▶ **Provided records**

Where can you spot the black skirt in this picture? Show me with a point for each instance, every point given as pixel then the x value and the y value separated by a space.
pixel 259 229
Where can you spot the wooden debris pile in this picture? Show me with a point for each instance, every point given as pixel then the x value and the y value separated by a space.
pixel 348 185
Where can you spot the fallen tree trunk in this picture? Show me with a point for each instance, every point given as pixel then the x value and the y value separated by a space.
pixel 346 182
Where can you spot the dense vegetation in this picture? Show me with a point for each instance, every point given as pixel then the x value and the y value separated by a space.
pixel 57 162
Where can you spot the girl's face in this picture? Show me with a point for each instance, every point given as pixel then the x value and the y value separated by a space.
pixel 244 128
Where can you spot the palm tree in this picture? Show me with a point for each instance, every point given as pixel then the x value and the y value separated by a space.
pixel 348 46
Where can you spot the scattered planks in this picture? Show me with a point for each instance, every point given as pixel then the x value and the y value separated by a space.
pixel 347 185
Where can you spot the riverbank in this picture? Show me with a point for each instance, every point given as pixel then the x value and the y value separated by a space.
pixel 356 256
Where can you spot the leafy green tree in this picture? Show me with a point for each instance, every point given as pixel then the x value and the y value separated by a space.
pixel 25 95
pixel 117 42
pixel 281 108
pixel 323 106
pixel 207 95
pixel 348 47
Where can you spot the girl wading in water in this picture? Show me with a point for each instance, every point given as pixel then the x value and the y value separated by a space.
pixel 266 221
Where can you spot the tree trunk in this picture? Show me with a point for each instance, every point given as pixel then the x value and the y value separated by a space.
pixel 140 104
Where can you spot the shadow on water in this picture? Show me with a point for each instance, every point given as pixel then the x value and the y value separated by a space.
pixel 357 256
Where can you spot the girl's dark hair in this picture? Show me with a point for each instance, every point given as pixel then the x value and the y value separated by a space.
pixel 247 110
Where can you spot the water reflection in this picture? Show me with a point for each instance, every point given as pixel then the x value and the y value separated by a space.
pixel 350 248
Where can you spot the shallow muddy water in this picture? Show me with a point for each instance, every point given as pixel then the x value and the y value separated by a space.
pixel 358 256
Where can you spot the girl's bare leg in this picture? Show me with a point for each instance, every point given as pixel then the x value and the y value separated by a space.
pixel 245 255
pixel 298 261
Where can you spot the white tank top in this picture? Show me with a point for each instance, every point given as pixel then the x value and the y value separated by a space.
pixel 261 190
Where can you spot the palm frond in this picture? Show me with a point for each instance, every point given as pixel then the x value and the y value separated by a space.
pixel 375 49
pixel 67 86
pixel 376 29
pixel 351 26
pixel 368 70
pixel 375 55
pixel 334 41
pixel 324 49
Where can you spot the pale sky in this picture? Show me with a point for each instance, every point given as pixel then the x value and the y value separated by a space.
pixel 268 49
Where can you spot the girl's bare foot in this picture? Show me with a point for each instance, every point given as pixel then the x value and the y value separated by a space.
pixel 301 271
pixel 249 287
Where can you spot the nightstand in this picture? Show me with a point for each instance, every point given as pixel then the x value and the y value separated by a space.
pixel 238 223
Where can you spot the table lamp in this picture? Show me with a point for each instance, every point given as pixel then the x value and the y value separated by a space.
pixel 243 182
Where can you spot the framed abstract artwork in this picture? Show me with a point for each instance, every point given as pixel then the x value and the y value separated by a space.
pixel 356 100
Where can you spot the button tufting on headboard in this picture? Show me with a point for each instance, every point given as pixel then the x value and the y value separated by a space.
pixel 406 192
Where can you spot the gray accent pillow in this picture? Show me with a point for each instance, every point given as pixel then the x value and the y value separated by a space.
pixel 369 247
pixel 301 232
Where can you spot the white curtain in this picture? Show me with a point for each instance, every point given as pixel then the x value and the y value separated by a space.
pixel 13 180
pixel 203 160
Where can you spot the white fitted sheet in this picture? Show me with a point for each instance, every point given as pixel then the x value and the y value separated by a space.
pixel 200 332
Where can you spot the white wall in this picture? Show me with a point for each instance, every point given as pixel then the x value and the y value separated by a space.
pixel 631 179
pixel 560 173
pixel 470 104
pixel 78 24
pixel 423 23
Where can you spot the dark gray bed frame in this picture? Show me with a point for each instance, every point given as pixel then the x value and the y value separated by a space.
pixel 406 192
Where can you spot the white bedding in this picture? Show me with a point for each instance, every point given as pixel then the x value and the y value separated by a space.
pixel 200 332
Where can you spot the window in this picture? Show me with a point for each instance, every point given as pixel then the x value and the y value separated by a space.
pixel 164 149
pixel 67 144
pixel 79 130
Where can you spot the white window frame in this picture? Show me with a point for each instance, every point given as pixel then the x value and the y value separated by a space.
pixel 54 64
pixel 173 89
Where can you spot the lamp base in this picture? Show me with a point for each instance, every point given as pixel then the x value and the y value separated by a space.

▶ **What you should do**
Reproduce the data shown above exactly, including every line.

▶ **Expected answer**
Where can you spot the black skirt in this picture? Show me with a point for each instance, every point given as pixel then the x value and the y value separated by a space.
pixel 259 229
Where can you spot the wooden debris pile in this picture? Show me with a point for each instance, every point given as pixel then the x value and the y value separated by a space.
pixel 348 185
Where can you spot the fallen tree trunk in this picture? Show me with a point for each instance, every point given as pixel then the x value and the y value separated by a space.
pixel 346 182
Where can you spot the dense vegetation in this picture? Show me with a point for each instance, every point given as pixel then the x value and the y value separated by a space.
pixel 57 162
Where can you spot the girl's face in this picture? Show me with a point for each instance, every point given as pixel then the x value and the y value separated by a space.
pixel 244 128
Where can you spot the palm tree in this picture? Show me with a point for each instance, every point given as pixel then the x value and the y value separated by a space.
pixel 348 46
Where can you spot the scattered planks in this picture? Show me with a point for each instance, every point given as pixel then the x value and the y value separated by a space.
pixel 347 185
Where can you spot the riverbank in this picture? Show me with a point for each instance, every point given as pixel then the x value and the y value separated by a space.
pixel 356 256
Where can you spot the leafy green tree in this picture? Show me with a point for each instance, every point given as pixel then the x value and the y value separated by a space.
pixel 25 95
pixel 117 42
pixel 281 108
pixel 323 106
pixel 207 95
pixel 348 47
Where can you spot the girl wading in water in this picture? Show me with a point for each instance, every point given as pixel then the x value and the y value separated by a space.
pixel 266 221
Where can you spot the tree trunk in this picture? Show me with a point for each instance, every point given as pixel then the x value and the y value separated by a space.
pixel 140 104
Where can you spot the shadow on water in this picture? Show me with a point for each instance, every point given as pixel then the x value and the y value separated by a space.
pixel 357 256
Where can you spot the girl's dark hair in this picture? Show me with a point for each instance, every point given as pixel then the x value and the y value separated by a space.
pixel 247 110
Where can you spot the water reflection in this picture? Show me with a point for each instance, every point given as pixel then the x value and the y value separated by a space.
pixel 350 248
Where can you spot the shallow muddy water in this picture? Show me with a point for each instance, every point given as pixel then the x value and the y value separated by a space.
pixel 358 256
Where can you spot the girl's bare leg in this picture? Show me with a point for each instance, every point given as pixel then the x value and the y value separated by a space.
pixel 245 255
pixel 298 261
Where can you spot the white tank top in this picture? Show me with a point for each instance, every point given as pixel then the x value and the y value separated by a space.
pixel 261 190
Where can you spot the palm frond in this picture? Show me with a point for each instance, every point given as pixel then the x value and the y value separated by a space.
pixel 375 49
pixel 67 86
pixel 376 29
pixel 351 26
pixel 368 70
pixel 375 55
pixel 334 41
pixel 324 49
Where can you spot the pale sky in this picture? Show me with a point for each instance, every point given as pixel then the x value and the y value separated by a space.
pixel 268 49
Where can you spot the girl's bare foot in this picture? Show me with a point for each instance, every point given as pixel then the x value and the y value separated by a space.
pixel 301 271
pixel 249 287
Where can you spot the nightstand in this picture? Show me with a point for each instance, every point given as pixel then the x value and the y value separated by a space.
pixel 238 223
Where can you spot the table lamp in this picture? Show me with a point for each instance, every point given as pixel then the x value and the y value separated by a space.
pixel 243 182
Where can you spot the framed abstract artwork in this picture? Show me with a point for each instance, every point given as pixel then the x value and the y value separated by a space.
pixel 356 100
Where can you spot the button tufting on headboard in this picture? Show me with a point for each instance, every point given as pixel then the x value and the y value separated by a space.
pixel 406 192
Where can you spot the gray accent pillow in this picture? Show me with a point for each instance, every point given as pixel then the x value and the y value separated by a space.
pixel 369 247
pixel 301 232
Where can you spot the white curtain in this picture? Show me with a point for each instance, every point given as pixel then the x value and the y value separated by a space.
pixel 13 180
pixel 203 160
Where can you spot the white fitted sheet in this picture? Show me with a point for each instance, every point given as pixel then the x value and the y value separated by a space.
pixel 200 332
Where can you spot the white wall in this picture? Show me with a point for each instance, every point given as pixel then the x value and the y value separated by a space.
pixel 631 179
pixel 560 173
pixel 470 104
pixel 78 24
pixel 423 23
Where can you spot the dark gray bed frame in this picture? Show me with a point for each instance, every point given as pixel then the x value and the y value separated by a space.
pixel 406 192
Where can you spot the white bedding in this picture? Show me with a point for each instance, every point given as pixel then the x value and the y value separated by a space.
pixel 200 332
Where can you spot the window in this picture? Show me with a point for each instance, every point given as pixel then the x value and the y value separated by a space.
pixel 164 149
pixel 67 144
pixel 79 130
Where can you spot the white window frame in this picture? Show me with a point for each instance, every point given as pixel then the x value and the y value separated by a space.
pixel 54 64
pixel 173 89
Where can you spot the lamp base in this picture? Show me with a point for each instance, every point given as pixel then the x value and the y value separated by a space.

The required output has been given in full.